Problem to solve: Line by line, copy the listing below exactly.

Provided data:
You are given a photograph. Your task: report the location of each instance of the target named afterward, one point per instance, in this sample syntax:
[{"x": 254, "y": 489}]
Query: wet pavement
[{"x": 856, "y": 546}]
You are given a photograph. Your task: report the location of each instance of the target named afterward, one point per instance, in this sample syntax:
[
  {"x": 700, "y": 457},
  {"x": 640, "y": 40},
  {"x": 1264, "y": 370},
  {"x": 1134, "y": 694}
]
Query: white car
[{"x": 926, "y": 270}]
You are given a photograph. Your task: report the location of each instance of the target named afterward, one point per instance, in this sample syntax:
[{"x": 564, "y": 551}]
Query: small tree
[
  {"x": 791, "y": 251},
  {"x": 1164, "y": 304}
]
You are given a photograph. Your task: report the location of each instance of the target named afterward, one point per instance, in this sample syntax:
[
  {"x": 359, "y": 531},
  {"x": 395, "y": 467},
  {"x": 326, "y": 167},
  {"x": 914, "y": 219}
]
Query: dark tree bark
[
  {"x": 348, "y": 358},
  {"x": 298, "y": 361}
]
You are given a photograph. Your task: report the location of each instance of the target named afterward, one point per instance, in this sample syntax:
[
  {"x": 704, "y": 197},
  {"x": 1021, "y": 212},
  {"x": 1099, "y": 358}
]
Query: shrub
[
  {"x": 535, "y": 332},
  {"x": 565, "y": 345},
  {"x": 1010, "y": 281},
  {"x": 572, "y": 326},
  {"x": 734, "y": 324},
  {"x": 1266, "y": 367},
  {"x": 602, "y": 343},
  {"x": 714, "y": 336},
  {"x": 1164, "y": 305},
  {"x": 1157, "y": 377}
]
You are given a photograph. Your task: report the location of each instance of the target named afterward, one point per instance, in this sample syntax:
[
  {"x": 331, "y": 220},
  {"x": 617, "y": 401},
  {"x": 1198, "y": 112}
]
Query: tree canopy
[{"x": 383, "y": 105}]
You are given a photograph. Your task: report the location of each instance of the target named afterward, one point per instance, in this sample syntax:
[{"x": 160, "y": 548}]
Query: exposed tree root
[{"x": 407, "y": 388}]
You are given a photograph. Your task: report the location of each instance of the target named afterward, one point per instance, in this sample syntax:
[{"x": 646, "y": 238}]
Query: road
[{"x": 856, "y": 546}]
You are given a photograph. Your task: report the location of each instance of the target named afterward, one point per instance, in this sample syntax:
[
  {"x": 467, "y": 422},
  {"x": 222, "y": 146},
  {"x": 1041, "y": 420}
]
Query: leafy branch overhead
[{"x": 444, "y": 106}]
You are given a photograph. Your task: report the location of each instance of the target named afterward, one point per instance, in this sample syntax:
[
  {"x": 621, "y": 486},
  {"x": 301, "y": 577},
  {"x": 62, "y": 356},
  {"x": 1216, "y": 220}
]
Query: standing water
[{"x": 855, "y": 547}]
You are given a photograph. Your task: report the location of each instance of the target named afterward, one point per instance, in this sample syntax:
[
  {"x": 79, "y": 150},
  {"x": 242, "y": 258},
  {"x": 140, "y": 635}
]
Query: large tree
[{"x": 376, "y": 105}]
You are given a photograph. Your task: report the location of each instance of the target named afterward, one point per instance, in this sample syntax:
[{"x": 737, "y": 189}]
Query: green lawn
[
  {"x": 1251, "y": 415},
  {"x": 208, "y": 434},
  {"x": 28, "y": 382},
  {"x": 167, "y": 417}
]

Result:
You are given a photograph. Your task: report the location of each instance of the target named afterward, one point per instance, in this sample syntax:
[{"x": 254, "y": 489}]
Query: wet pavement
[{"x": 856, "y": 546}]
You are given a photograph. Your task: report the location of each instance of the target named afterward, one point per instance, in this sample syntax:
[
  {"x": 700, "y": 457},
  {"x": 640, "y": 40},
  {"x": 1264, "y": 370},
  {"x": 1134, "y": 694}
]
Query: white car
[{"x": 926, "y": 270}]
You are given a photograph. Your task: report the location of each instance of the target named afterward, one point per instance, in this sample syntax:
[{"x": 564, "y": 551}]
Query: small tree
[
  {"x": 791, "y": 251},
  {"x": 1164, "y": 304}
]
You are given a photograph. Your task: report the location of each instance of the target named afterward, one point per instance, in this sample syntax:
[
  {"x": 359, "y": 531},
  {"x": 395, "y": 467},
  {"x": 326, "y": 167},
  {"x": 914, "y": 219}
]
Query: dark tree bark
[
  {"x": 348, "y": 358},
  {"x": 298, "y": 361}
]
You are given a photograph. Your task: report the location of each instance of the target named afterward, one point per instance, in this sample syntax:
[
  {"x": 704, "y": 197},
  {"x": 1021, "y": 212},
  {"x": 1099, "y": 358}
]
Query: shrub
[
  {"x": 535, "y": 332},
  {"x": 565, "y": 345},
  {"x": 1010, "y": 281},
  {"x": 572, "y": 326},
  {"x": 734, "y": 324},
  {"x": 1266, "y": 367},
  {"x": 602, "y": 343},
  {"x": 714, "y": 336},
  {"x": 1164, "y": 305},
  {"x": 1157, "y": 377}
]
You are given a photograph. Your task: report the location of each instance of the target named afterward, one point per instance, in this sample syntax:
[
  {"x": 331, "y": 220},
  {"x": 617, "y": 401},
  {"x": 1198, "y": 112}
]
Query: tree canopy
[{"x": 383, "y": 105}]
You are given a photograph. Your task: report the location of each instance of the target named afterward, one point per instance, in this sample syntax:
[{"x": 160, "y": 548}]
Query: exposed tree root
[{"x": 407, "y": 388}]
You are given a photograph. Your task: report the location of each instance of the target named afterward, one point per instance, in this sample syntax:
[{"x": 646, "y": 238}]
Query: road
[{"x": 856, "y": 546}]
You are given a photograph. Your task: report the location of each instance of the target named afterward, one point per instance, in this sample syntax:
[
  {"x": 467, "y": 422},
  {"x": 222, "y": 146},
  {"x": 1041, "y": 420}
]
Query: leafy branch overhead
[{"x": 444, "y": 106}]
You are given a photograph. Your task: report the location of each instance of the target named afterward, one point per instance, in this sample syntax:
[
  {"x": 621, "y": 486},
  {"x": 301, "y": 577},
  {"x": 62, "y": 356},
  {"x": 1216, "y": 220}
]
Query: standing water
[{"x": 855, "y": 547}]
You are given a photograph. Your task: report the location of each instance of the target named afterward, one point per instance, in this sample syntax:
[
  {"x": 79, "y": 150},
  {"x": 242, "y": 258},
  {"x": 140, "y": 635}
]
Query: large tree
[{"x": 376, "y": 105}]
You are given a photograph. Your task: report the location of each instance of the target named afterward, one point per instance, in this sample syntax:
[{"x": 737, "y": 189}]
Query: green lawn
[
  {"x": 1251, "y": 415},
  {"x": 208, "y": 434},
  {"x": 28, "y": 382},
  {"x": 167, "y": 417}
]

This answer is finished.